• Exercise
Offset the answer coordinates in the data below by 111. Starting at the top of the data and going on through the line with "point(479, 146)", write out every line again, add 111 to each x and y value given as an answer, and leave all other numbers unchanged.

• Data provided
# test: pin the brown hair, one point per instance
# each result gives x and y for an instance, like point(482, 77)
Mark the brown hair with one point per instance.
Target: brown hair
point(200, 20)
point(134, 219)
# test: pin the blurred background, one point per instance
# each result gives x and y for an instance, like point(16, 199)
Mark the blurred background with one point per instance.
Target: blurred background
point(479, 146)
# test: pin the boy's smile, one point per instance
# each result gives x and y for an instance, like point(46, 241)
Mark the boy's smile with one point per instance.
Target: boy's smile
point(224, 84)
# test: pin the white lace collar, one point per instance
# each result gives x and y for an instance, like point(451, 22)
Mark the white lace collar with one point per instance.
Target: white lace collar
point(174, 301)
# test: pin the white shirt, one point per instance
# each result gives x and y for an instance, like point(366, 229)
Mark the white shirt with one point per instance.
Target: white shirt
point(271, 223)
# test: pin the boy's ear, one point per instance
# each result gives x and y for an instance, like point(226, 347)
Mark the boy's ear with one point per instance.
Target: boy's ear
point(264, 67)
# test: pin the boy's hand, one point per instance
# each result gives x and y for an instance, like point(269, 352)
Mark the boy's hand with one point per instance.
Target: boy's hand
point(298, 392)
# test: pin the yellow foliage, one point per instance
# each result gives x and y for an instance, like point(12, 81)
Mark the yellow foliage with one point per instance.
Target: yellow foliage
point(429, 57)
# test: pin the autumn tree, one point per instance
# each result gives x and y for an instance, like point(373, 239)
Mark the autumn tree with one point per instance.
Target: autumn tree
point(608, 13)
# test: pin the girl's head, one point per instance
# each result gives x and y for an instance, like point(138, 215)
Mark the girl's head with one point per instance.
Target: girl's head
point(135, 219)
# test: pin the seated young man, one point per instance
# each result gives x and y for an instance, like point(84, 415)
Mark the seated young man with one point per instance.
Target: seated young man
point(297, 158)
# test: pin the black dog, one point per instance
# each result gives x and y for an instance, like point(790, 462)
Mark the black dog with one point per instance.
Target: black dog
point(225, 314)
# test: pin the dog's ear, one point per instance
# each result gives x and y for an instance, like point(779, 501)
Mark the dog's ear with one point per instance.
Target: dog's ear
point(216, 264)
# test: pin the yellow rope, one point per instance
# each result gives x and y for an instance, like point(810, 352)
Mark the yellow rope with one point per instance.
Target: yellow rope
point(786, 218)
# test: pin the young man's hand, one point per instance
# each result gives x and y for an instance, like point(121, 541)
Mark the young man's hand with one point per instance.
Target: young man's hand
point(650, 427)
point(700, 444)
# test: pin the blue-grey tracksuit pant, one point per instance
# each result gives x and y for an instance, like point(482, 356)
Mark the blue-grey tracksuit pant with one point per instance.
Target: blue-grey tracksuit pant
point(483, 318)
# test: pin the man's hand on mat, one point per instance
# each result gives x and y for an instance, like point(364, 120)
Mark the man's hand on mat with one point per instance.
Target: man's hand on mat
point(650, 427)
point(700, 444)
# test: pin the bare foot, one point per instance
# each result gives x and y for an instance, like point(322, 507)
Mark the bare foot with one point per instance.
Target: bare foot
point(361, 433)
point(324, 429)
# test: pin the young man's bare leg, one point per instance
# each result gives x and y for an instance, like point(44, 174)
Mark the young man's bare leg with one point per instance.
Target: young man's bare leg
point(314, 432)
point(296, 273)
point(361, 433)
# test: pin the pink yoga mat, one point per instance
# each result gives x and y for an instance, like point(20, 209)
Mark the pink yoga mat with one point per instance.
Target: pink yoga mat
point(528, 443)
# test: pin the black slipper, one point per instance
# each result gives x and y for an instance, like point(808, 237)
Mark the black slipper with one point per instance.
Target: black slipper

• Answer
# test: pin the brown hair, one point per instance
# each result gives x and y for an instance, like point(482, 77)
Mark the brown hair with one point per instance.
Target: brown hair
point(311, 131)
point(245, 330)
# test: pin the blurred background, one point per instance
# each result gives x and y for an instance, like point(16, 199)
Mark the blurred background with one point per instance.
Target: blurred background
point(590, 257)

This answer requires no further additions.